### EXCERPT
◆ ◆ ◆

The various definitions of philosophy given by Hobbes underscore its rational and deductive character. At its most basic philosophy equates to human reason, which he considers innate (‘Philosophia id est ratio naturalis, in omni homine innata est’).14 Hobbes also defines philosophy as the knowledge of causes and effects obtained through reason. By ‘reason’ is meant analytic reason on a geometric model, according to which, by starting from self-evident first principles, conclusions are deduced by way of a process of analysis or calculation (which he called ‘computation’). This Euclidian method of demonstration derives from his work on optics. The main subject matter of all philosophy is ‘every Body, of whose Generation or Properties we can have any knowledge’.15 Thus everything is ultimately explicable in terms of mechanical principles, that is to say in terms of bodies in motion. He distinguishes two types of body—the works of nature and the works of men, which supply the subject matter of his primary subdivision of philosophy into natural philosophy (or science) and civil philosophy. Since nothing can be known which is not body, there is no place in Hobbes’s system for non-material subject matter, be these abstract essences or spirits, that is to say most of the traditional content of metaphysics and theology. Mental processes, including the exercise of reason, are physical, resulting from the movement of particles of matter
Hobbes’s sense-based epistemology is consistent with the scholastic maxim that there is nothing in the intellect which does not derive from the senses. However, he arrives at this from very different premises and his account of cognition differs in fundamentals. When explaining how we derive our knowledge from the senses, he rejected the Aristotelian explanation of the properties of things in terms of substantial forms. Instead, like the mechanical philosophers, he denied that the perceived properties of things resided in the things perceived. Rather, sense impressions arise from motion. Qualities such as colour, smell, smoothness are the result of motions in the brain triggered during the act of perception. An important difference from Descartes and Gassendi, however, is his rejection of immaterial substance and his denial that direct knowledge of non-corporeal beings (souls, angels, and God) is humanly possible.

◆ ◆ ◆

### STATED TASK A
Arrange the records as a Markdown table with columns Row and Entry text, covering the lines from the start of the records through the line that contains "198], [192, 203]]". Number each row, leave out blank lines, and omit the pictures.

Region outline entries
◆ ◆ ◆

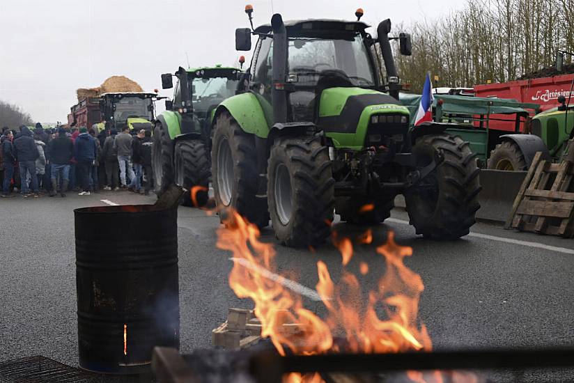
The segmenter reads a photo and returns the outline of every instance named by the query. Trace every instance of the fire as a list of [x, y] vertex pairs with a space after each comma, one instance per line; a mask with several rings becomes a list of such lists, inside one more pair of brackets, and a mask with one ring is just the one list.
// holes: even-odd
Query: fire
[[194, 204], [194, 207], [198, 208], [199, 204], [197, 202], [197, 194], [200, 192], [208, 192], [208, 188], [204, 186], [199, 186], [195, 185], [192, 187], [191, 192], [189, 192], [189, 195], [192, 198], [192, 203]]
[[[255, 315], [261, 322], [261, 335], [270, 338], [280, 354], [285, 355], [287, 350], [300, 355], [432, 350], [426, 329], [418, 318], [423, 282], [403, 263], [412, 250], [398, 245], [392, 233], [387, 243], [376, 249], [385, 263], [386, 272], [371, 291], [364, 291], [357, 276], [346, 267], [353, 256], [352, 241], [334, 235], [343, 267], [336, 283], [327, 265], [317, 263], [316, 290], [328, 312], [322, 319], [306, 309], [301, 297], [284, 288], [281, 280], [271, 280], [261, 272], [277, 269], [275, 251], [271, 244], [259, 241], [256, 226], [237, 214], [231, 219], [233, 225], [222, 227], [217, 233], [217, 247], [233, 253], [229, 286], [238, 297], [254, 301]], [[372, 239], [369, 231], [359, 237], [359, 243], [371, 243]], [[246, 263], [256, 267], [247, 267]], [[359, 268], [364, 275], [369, 272], [366, 263]], [[362, 296], [368, 299], [357, 299]], [[297, 324], [298, 333], [286, 334], [283, 325], [287, 323]], [[344, 341], [335, 342], [335, 338]], [[290, 382], [322, 382], [318, 375], [290, 374], [286, 379]]]
[[127, 325], [123, 324], [123, 354], [127, 355]]

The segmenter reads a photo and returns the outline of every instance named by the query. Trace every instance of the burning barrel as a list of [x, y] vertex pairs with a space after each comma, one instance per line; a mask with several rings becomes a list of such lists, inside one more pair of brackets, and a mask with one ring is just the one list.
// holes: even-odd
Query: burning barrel
[[177, 210], [77, 209], [79, 365], [149, 370], [155, 346], [179, 347]]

◆ ◆ ◆

### STATED TASK B
In the excerpt on Hobbes, what name did he give to the process of analysis or calculation by which conclusions are deduced?

### WRITTEN ANSWER A
| Row | Entry text |
|---|---|
| 1 | The segmenter reads a photo and returns the outline of every instance named by the query. Trace every instance of the fire as a list of [x, y] vertex pairs with a space after each comma, one instance per line; a mask with several rings becomes a list of such lists, inside one more pair of brackets, and a mask with one ring is just the one list. |
| 2 | // holes: even-odd |
| 3 | Query: fire |
| 4 | [[194, 204], [194, 207], [198, 208], [199, 204], [197, 202], [197, 194], [200, 192], [208, 192], [208, 188], [204, 186], [199, 186], [195, 185], [192, 187], [191, 192], [189, 192], [189, 195], [192, 198], [192, 203]] |

### WRITTEN ANSWER B
Computation.